§ Exercise aim
Reproduce all of the data below word for word, leaving out the pictures.

§ Data section
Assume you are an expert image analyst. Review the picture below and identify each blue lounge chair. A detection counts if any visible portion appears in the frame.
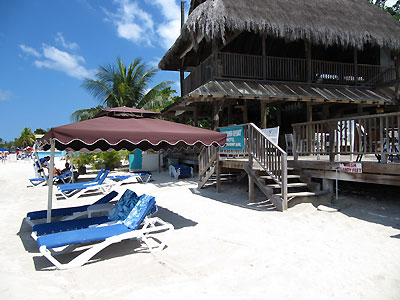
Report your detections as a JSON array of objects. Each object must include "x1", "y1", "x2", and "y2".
[
  {"x1": 108, "y1": 173, "x2": 151, "y2": 183},
  {"x1": 169, "y1": 165, "x2": 193, "y2": 179},
  {"x1": 31, "y1": 189, "x2": 139, "y2": 240},
  {"x1": 29, "y1": 171, "x2": 72, "y2": 186},
  {"x1": 57, "y1": 169, "x2": 105, "y2": 188},
  {"x1": 37, "y1": 192, "x2": 173, "y2": 269},
  {"x1": 56, "y1": 170, "x2": 115, "y2": 199},
  {"x1": 25, "y1": 191, "x2": 118, "y2": 227}
]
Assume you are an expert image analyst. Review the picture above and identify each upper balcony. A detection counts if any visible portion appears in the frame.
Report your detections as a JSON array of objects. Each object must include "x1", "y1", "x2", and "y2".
[{"x1": 182, "y1": 52, "x2": 398, "y2": 96}]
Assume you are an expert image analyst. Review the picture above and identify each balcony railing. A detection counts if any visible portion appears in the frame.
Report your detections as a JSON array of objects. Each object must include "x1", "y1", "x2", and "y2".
[{"x1": 183, "y1": 52, "x2": 396, "y2": 94}]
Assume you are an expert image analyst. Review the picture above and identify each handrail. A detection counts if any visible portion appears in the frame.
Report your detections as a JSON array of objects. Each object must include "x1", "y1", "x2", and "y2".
[
  {"x1": 219, "y1": 123, "x2": 287, "y2": 203},
  {"x1": 199, "y1": 146, "x2": 218, "y2": 179},
  {"x1": 292, "y1": 112, "x2": 400, "y2": 163},
  {"x1": 183, "y1": 52, "x2": 396, "y2": 94}
]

§ Right answer
Assume you are an expert image analyst. Review the picture below and identify each blue lounge chair. A detection counts if any visible portion appears in the frame.
Report your detections as a JSON array of objects. Each object must include "x1", "y1", "x2", and "y2".
[
  {"x1": 108, "y1": 173, "x2": 151, "y2": 183},
  {"x1": 169, "y1": 165, "x2": 193, "y2": 179},
  {"x1": 31, "y1": 189, "x2": 139, "y2": 240},
  {"x1": 29, "y1": 171, "x2": 72, "y2": 186},
  {"x1": 57, "y1": 169, "x2": 105, "y2": 188},
  {"x1": 37, "y1": 192, "x2": 173, "y2": 269},
  {"x1": 56, "y1": 170, "x2": 115, "y2": 199},
  {"x1": 25, "y1": 191, "x2": 118, "y2": 227}
]
Assume you are an expert image analyst. Review the picture above and identify each upper balcony. A detection counts if any visible portion appears in the frame.
Report your detections as a JSON array of objects. Each object must include "x1", "y1", "x2", and "y2".
[{"x1": 182, "y1": 52, "x2": 398, "y2": 96}]
Assume you are an expert image analyst. Review the picture above and identify each balcony railing. A detection counts if any visible portion appears in the frame.
Report your detections as a JSON array of objects. Each object must include "x1", "y1", "x2", and "y2".
[{"x1": 183, "y1": 52, "x2": 396, "y2": 94}]
Assume you are an expert image analyst. Review the picture above and identify each handrail. A detection counts if any visible portion appears in the frame.
Report your detections as a JSON array of objects. Each object must include "x1", "y1", "x2", and "y2".
[
  {"x1": 219, "y1": 123, "x2": 287, "y2": 203},
  {"x1": 199, "y1": 146, "x2": 218, "y2": 179},
  {"x1": 292, "y1": 112, "x2": 400, "y2": 163},
  {"x1": 183, "y1": 52, "x2": 396, "y2": 94}
]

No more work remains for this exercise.